[Rows excerpted from a collection]

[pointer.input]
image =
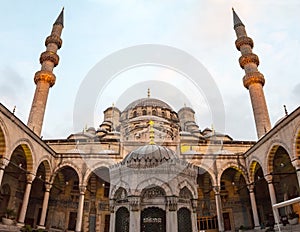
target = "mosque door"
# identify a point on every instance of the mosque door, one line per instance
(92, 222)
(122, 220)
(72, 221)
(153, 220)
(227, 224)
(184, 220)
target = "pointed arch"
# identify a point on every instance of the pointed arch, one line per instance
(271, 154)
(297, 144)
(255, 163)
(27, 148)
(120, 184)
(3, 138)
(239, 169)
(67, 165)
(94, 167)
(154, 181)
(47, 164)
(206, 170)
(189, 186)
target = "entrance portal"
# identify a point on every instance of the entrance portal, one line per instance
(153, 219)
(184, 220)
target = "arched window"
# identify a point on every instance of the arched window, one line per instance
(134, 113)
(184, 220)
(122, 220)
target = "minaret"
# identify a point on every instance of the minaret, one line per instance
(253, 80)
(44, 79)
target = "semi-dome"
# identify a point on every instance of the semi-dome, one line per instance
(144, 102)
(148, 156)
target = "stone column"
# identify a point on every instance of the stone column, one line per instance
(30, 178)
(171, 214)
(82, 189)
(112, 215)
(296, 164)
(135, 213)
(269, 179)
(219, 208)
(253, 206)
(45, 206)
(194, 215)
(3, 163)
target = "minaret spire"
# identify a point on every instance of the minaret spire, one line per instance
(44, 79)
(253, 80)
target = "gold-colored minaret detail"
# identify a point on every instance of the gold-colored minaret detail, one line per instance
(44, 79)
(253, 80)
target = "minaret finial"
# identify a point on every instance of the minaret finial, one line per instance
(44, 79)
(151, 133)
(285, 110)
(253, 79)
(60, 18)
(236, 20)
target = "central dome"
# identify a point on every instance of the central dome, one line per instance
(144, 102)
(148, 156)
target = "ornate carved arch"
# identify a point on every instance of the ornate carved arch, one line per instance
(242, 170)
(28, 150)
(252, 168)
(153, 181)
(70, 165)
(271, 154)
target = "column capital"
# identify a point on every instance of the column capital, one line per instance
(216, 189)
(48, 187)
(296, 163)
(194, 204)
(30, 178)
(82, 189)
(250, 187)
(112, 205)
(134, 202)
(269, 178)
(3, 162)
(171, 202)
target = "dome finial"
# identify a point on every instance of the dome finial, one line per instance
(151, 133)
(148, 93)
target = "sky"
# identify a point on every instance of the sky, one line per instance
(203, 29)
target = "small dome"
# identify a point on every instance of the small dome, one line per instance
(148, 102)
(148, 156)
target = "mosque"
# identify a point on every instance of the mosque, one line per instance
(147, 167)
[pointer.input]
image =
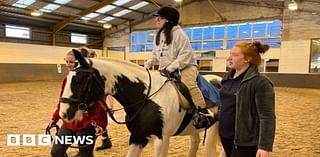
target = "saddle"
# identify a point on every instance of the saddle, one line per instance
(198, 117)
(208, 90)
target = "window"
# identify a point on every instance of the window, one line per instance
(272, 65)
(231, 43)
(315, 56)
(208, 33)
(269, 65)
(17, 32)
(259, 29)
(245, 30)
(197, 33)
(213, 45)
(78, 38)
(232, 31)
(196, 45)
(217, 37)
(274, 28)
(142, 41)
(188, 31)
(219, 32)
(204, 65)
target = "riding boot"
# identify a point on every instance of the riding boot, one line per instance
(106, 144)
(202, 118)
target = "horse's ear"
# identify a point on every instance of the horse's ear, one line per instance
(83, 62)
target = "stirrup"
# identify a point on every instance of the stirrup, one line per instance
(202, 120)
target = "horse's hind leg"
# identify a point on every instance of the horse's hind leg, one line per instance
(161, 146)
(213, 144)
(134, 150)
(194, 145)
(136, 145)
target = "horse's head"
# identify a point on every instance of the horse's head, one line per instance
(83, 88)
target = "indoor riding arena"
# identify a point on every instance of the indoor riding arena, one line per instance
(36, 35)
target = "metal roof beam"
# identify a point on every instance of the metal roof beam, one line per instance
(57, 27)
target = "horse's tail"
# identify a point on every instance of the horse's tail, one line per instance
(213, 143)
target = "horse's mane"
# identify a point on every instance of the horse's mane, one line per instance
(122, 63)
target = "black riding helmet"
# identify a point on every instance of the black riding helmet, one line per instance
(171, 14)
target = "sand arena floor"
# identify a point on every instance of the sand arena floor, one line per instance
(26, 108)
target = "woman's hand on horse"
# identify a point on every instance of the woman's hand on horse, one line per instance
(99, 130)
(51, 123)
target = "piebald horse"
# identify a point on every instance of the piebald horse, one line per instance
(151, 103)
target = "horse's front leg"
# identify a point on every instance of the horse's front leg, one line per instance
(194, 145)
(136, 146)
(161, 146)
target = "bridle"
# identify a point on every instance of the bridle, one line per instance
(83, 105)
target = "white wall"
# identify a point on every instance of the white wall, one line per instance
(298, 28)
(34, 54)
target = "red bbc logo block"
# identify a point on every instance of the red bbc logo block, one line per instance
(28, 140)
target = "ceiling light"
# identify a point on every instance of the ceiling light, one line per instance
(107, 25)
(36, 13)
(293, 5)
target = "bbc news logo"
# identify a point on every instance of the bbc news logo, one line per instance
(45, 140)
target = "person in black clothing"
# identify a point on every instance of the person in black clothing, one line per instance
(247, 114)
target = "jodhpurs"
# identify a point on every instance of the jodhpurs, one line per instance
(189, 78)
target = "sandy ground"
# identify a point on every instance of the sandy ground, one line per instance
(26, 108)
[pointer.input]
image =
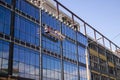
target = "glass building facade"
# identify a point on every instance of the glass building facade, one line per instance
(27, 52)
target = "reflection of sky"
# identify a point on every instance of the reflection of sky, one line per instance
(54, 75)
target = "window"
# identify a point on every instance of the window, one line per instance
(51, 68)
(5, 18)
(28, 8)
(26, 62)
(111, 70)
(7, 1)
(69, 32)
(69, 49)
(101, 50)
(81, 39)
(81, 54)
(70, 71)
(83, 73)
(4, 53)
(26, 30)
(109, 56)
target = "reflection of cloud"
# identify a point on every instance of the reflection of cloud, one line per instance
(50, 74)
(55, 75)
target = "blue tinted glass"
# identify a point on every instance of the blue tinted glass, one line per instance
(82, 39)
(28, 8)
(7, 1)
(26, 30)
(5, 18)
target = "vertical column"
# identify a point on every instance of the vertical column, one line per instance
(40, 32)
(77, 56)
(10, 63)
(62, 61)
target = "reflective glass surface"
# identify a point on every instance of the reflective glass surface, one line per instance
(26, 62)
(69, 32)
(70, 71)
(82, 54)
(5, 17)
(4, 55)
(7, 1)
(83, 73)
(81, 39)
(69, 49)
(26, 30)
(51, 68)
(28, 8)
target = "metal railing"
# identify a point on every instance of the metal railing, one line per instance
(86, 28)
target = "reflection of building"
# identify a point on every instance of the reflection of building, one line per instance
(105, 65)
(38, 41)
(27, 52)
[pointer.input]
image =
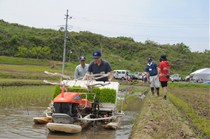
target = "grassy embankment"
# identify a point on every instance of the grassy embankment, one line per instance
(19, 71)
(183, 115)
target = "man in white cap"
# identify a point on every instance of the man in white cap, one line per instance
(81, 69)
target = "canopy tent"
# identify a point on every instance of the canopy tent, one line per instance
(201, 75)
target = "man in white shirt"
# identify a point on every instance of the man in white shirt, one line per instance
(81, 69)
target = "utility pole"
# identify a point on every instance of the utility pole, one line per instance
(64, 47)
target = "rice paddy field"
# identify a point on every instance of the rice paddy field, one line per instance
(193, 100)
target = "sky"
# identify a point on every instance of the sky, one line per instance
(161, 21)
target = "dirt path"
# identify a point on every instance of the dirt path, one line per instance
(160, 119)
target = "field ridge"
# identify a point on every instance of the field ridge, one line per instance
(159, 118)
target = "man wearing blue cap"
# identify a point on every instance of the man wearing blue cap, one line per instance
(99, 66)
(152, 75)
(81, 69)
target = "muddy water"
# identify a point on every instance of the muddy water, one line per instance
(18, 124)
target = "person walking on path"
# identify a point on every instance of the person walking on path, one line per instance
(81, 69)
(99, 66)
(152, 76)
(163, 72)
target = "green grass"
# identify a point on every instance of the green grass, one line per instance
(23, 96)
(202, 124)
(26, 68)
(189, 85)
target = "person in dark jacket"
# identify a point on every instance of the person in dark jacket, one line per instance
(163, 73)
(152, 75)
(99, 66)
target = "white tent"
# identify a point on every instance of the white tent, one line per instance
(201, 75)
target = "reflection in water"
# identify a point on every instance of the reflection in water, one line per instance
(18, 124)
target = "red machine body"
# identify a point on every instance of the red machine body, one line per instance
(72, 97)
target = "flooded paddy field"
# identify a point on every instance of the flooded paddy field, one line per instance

EXERCISE DESCRIPTION: Return each line of the rows above that contains the string "path".

RESULT BELOW:
target = "dirt path"
# identify a point on every instance of the dirt path, one line per instance
target = "person walking on path"
# identify a point on every instance of the person walking on path, one line per instance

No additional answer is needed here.